» **本文**
* * * * * * *
飲み屋では日本語が日本人と変わらないくらい上手なママと、その手伝いがいる、スナック形式のところだった。そして俺はこれから、そのスナックを拠点として、仕事が休みの時は飲みに行くという生活が始まっていくのだった。
週5日仕事して、その5日目に大連市内に繰り出し飲みに行く。そして翌日の1時、2時くらいまで飲み歩いてタクシーで家に帰ってゆっくり休む。次の休みは生活用品をそろえたりして家で過ごす。そんなライフスタイルが確立されていくのだった。
そして慣れてきた大連生活1か月目。俺はいつも行ってた飲み屋に、初めて見る女の子がカウンターに座っているのを見かけたのだ。どうやら、この店のママや手伝いとは仲が良いらしく、中国語であれだこれだとペラペラ話しているのである。
もうママとも仲が良くなっていた俺は、その女の子が、けっこう美人なために下心満載でカウンター席を移動し接近し、俺は酒によった気の大きさもあって「どうもw」と握手を求めていったのだった。
女の子は最初、お前、誰? みたいな感じで一応、握手はしてきたが、正直(声かけなきゃよかったかな)と俺も少したじろいた。するとママがすぐに、「こちらの方はね。」と俺の事を紹介し、女の子は「ふーん」と言っていた。なにか印象悪いこの女。
年齢は20代半ばくらい。身長168cm(高く見える)体は細い。髪の毛の色は黒で長さは肩の下までのストレート。顔はちょっとツンとした感じではあるが、よく見れば見るほど、(美人だな・・)と思う、そんなイメージの子だった。
* * * * * * *
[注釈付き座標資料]
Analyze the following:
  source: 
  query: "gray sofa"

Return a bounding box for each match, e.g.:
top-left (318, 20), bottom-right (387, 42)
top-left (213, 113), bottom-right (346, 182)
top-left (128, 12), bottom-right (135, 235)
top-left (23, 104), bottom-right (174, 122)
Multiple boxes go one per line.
* * * * * * *
» **課題の指示**
A - 本文の「もうママとも仲が良くなってい」から「ほど、(美人だな・・)と思う、そんなイメージの子だった。」までを、両端の語句も含めて一字一句そのまま書き写してください。
B - 本文で、語り手がカウンター席を移動してその女の子に近づいたのはなぜですか。本文に書かれている理由を一〜三文で説明してください。

» **解答例**
A -
もうママとも仲が良くなっていた俺は、その女の子が、けっこう美人なために下心満載でカウンター席を移動し接近し、俺は酒によった気の大きさもあって「どうもw」と握手を求めていったのだった。
女の子は最初、お前、誰? みたいな感じで一応、握手はしてきたが、正直(声かけなきゃよかったかな)と俺も少したじろいた。するとママがすぐに、「こちらの方はね。」と俺の事を紹介し、女の子は「ふーん」と言っていた。なにか印象悪いこの女。
年齢は20代半ばくらい。身長168cm(高く見える)体は細い。髪の毛の色は黒で長さは肩の下までのストレート。顔はちょっとツンとした感じではあるが、よく見れば見るほど、(美人だな・・)と思う、そんなイメージの子だった。

B - その女の子がけっこう美人だったため、語り手は下心満載で席を移動して近づいた。